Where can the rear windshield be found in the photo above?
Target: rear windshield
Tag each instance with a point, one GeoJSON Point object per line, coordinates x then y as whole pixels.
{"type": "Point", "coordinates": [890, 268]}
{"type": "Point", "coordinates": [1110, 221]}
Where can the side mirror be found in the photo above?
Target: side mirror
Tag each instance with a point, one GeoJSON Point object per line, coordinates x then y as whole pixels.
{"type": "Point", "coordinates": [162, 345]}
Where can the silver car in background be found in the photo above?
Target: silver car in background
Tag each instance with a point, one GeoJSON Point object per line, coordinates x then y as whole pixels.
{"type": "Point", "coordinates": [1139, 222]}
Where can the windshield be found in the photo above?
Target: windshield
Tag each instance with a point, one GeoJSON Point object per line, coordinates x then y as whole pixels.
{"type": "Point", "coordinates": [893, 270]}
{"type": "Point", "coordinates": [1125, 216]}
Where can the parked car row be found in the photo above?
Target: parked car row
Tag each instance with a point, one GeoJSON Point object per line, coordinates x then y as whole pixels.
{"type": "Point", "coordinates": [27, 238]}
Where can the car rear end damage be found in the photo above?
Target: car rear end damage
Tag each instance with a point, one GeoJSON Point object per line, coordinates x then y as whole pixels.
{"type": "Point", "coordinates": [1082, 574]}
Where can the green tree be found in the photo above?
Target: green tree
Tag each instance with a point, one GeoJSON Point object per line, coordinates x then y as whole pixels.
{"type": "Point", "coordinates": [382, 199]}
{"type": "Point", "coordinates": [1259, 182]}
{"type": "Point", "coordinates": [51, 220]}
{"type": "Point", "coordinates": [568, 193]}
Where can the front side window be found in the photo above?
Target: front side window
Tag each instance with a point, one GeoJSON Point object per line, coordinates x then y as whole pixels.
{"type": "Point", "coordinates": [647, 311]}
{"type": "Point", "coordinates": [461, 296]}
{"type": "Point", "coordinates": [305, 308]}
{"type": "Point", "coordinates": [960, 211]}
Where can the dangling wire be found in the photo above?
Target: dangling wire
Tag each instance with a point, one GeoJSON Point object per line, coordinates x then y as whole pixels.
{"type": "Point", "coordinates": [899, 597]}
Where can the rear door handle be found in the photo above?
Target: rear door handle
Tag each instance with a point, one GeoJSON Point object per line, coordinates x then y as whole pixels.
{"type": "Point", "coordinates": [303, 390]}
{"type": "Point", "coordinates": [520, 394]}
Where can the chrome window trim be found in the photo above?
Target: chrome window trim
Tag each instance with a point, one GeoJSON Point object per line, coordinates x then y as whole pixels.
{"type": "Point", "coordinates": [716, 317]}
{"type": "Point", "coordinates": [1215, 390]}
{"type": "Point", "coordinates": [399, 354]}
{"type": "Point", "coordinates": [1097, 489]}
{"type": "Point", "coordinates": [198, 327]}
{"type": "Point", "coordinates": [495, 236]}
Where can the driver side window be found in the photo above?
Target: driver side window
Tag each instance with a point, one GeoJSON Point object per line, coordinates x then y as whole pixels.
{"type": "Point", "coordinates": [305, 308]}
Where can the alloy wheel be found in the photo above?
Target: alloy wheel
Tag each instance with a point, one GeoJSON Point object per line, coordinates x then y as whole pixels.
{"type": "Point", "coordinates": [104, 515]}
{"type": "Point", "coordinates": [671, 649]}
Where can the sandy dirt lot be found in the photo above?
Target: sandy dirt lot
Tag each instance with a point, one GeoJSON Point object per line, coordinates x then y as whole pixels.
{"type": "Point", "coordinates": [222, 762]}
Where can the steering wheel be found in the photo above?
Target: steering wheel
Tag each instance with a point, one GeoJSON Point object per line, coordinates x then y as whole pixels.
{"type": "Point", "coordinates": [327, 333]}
# # # #
→ Instructions for the task
Lay out all of the lines above as a Markdown table with the columns Row and Line. Number each row and leave out any blank lines.

→ Written answer
| Row | Line |
|---|---|
| 1 | Where can the rear windshield be found in the photo above? |
| 2 | Target: rear windshield |
| 3 | Tag each instance with a point, one GeoJSON Point object per line, coordinates x then y as whole pixels. |
| 4 | {"type": "Point", "coordinates": [890, 268]} |
| 5 | {"type": "Point", "coordinates": [1110, 221]} |
| 6 | Where can the side mirror be found in the photo above? |
| 7 | Target: side mirror |
| 8 | Tag each instance with a point, one GeoJSON Point object per line, coordinates x then y as whole pixels. |
| 9 | {"type": "Point", "coordinates": [162, 345]} |
| 10 | Where can the silver car in background be found in the photo above? |
| 11 | Target: silver car in background |
| 12 | Tag each instance with a point, one GeoJSON Point object per line, coordinates x then y as whole pixels. |
| 13 | {"type": "Point", "coordinates": [1139, 222]} |
| 14 | Where can the windshield be found in the photo above? |
| 15 | Target: windshield |
| 16 | Tag each instance with a point, one GeoJSON Point object per line, coordinates x then y as whole pixels. |
| 17 | {"type": "Point", "coordinates": [893, 270]} |
| 18 | {"type": "Point", "coordinates": [1125, 216]} |
| 19 | Where can the parked car row be found in the photo above? |
| 20 | Target: parked car row |
| 21 | Tag each instance with a point, one GeoJSON Point object per line, coordinates x then y as whole pixels. |
| 22 | {"type": "Point", "coordinates": [27, 238]} |
| 23 | Where can the car rear end damage be found in the photo above? |
| 24 | Target: car rear end damage |
| 25 | Tag each instance with a point, one GeoJSON Point object per line, coordinates x then y as whole pixels. |
| 26 | {"type": "Point", "coordinates": [1082, 574]} |
| 27 | Where can the green tree be found in the photo above? |
| 28 | Target: green tree |
| 29 | Tag each instance with a point, one GeoJSON Point object per line, coordinates x then y as whole pixels. |
| 30 | {"type": "Point", "coordinates": [382, 199]} |
| 31 | {"type": "Point", "coordinates": [1259, 182]} |
| 32 | {"type": "Point", "coordinates": [51, 220]} |
| 33 | {"type": "Point", "coordinates": [568, 193]} |
| 34 | Where can the front side window be found in the photo above? |
| 35 | Target: front side window |
| 36 | Tag each instance with a point, one GeoJSON Point object per line, coordinates x then y as whole pixels. |
| 37 | {"type": "Point", "coordinates": [647, 311]} |
| 38 | {"type": "Point", "coordinates": [461, 296]} |
| 39 | {"type": "Point", "coordinates": [305, 308]} |
| 40 | {"type": "Point", "coordinates": [960, 211]} |
| 41 | Where can the dangling wire be found in the photo above? |
| 42 | Target: dangling wire |
| 43 | Tag each instance with a point, one GeoJSON Point object per line, coordinates x then y as whole pixels. |
| 44 | {"type": "Point", "coordinates": [899, 597]} |
| 45 | Where can the rear door handle be found in the photo above? |
| 46 | Target: rear door handle |
| 47 | Tag each instance with a point, one GeoJSON Point object per line, coordinates x then y as whole pixels. |
| 48 | {"type": "Point", "coordinates": [303, 390]} |
| 49 | {"type": "Point", "coordinates": [520, 394]} |
| 50 | Where can the chrome window trim be found in the photo above? |
| 51 | Target: chrome window trim |
| 52 | Tag each instance with a point, one GeoJSON Point object per line, coordinates x then y as whole pixels. |
| 53 | {"type": "Point", "coordinates": [716, 317]} |
| 54 | {"type": "Point", "coordinates": [1215, 390]} |
| 55 | {"type": "Point", "coordinates": [399, 354]} |
| 56 | {"type": "Point", "coordinates": [1097, 489]} |
| 57 | {"type": "Point", "coordinates": [198, 327]} |
| 58 | {"type": "Point", "coordinates": [495, 236]} |
| 59 | Where can the driver side window be found in the photo above? |
| 60 | Target: driver side window |
| 61 | Tag each instance with a point, one GeoJSON Point object per line, coordinates x then y as whole pixels. |
| 62 | {"type": "Point", "coordinates": [305, 308]} |
| 63 | Where can the alloy wheel be found in the photo above? |
| 64 | Target: alloy wheel |
| 65 | Tag each instance with a point, one GeoJSON Point object per line, coordinates x then y as whole pixels. |
| 66 | {"type": "Point", "coordinates": [104, 515]} |
| 67 | {"type": "Point", "coordinates": [671, 649]} |
| 68 | Where can the sandy dirt lot be found in the photo above? |
| 69 | Target: sandy dirt lot |
| 70 | Tag each instance with a point, one GeoJSON Point object per line, coordinates x then y as whole pixels. |
| 71 | {"type": "Point", "coordinates": [222, 762]} |
| 72 | Where can the steering wheel be found in the photo above? |
| 73 | Target: steering wheel |
| 74 | Tag each instance with a point, one GeoJSON Point object per line, coordinates x then y as whole pixels. |
| 75 | {"type": "Point", "coordinates": [327, 333]} |